(Source data)

____

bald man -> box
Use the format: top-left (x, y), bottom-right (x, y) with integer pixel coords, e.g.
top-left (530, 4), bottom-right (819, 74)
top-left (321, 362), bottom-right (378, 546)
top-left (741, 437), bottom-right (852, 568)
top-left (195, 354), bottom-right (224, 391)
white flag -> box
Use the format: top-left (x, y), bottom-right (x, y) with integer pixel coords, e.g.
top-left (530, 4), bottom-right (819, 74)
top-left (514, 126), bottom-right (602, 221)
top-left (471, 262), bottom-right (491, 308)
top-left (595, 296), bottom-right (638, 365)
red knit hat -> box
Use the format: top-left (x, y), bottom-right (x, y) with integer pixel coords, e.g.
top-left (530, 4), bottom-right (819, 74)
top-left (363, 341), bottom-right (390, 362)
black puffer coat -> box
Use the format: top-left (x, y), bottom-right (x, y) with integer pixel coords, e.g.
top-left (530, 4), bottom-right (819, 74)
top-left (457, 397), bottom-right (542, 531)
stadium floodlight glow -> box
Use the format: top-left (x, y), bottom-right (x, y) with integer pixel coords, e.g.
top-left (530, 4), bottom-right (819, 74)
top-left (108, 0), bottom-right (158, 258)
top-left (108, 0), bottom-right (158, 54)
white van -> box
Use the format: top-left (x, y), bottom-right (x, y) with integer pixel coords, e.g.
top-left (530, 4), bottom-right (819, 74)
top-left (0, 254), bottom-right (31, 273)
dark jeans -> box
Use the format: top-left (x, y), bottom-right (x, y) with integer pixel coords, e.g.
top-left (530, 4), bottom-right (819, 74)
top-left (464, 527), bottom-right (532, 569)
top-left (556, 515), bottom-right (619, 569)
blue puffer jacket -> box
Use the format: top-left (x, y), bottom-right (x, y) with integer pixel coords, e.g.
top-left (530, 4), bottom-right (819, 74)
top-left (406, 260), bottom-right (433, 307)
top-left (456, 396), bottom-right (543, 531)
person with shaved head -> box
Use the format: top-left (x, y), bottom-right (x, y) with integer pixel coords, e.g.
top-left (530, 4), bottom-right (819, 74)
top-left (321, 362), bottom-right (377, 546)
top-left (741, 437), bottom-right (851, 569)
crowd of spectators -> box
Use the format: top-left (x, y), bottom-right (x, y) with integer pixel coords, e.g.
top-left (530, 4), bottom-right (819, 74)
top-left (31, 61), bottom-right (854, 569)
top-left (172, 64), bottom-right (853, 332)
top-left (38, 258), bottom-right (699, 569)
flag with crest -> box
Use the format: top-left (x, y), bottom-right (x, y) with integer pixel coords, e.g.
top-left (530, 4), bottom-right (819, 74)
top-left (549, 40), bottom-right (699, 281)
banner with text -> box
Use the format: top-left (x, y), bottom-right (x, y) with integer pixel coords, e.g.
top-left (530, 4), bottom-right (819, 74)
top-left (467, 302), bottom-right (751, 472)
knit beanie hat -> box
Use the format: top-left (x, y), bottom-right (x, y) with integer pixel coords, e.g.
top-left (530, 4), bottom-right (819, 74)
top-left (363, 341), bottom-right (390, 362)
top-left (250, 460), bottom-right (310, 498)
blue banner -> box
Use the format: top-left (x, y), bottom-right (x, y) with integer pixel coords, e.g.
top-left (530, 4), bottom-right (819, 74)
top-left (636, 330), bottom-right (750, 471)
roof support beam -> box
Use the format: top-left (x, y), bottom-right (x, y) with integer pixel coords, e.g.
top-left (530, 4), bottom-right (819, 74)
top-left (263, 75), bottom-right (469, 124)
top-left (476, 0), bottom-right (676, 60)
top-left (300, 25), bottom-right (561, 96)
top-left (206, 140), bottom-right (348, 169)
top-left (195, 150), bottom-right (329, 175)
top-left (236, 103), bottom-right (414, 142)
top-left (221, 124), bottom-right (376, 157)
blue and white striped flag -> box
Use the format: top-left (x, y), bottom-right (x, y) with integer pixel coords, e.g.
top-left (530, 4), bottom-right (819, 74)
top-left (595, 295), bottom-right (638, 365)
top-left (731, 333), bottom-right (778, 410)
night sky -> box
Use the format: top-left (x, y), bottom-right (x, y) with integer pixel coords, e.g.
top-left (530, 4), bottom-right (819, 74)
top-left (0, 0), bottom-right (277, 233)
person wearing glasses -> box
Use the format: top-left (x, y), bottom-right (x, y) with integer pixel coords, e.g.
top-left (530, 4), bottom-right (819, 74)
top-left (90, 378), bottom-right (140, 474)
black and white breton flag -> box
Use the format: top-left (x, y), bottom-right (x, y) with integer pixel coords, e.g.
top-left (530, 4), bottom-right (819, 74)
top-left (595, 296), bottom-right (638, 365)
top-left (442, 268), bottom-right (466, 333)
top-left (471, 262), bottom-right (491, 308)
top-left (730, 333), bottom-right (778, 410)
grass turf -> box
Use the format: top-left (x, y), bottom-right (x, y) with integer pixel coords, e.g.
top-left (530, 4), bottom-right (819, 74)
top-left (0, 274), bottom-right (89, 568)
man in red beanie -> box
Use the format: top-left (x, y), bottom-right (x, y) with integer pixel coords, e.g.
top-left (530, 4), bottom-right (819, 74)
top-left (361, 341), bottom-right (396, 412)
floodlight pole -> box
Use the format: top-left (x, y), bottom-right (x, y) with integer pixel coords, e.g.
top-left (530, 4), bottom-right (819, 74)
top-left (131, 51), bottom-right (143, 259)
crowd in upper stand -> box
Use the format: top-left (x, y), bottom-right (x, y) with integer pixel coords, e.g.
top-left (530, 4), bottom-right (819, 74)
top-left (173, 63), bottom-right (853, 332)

____

▸ WHAT YOU WILL DO
Search the entries for the word "banner" and show every line that has it.

▸ RESPONSE TO THE TASK
banner with text -> box
blue banner -> box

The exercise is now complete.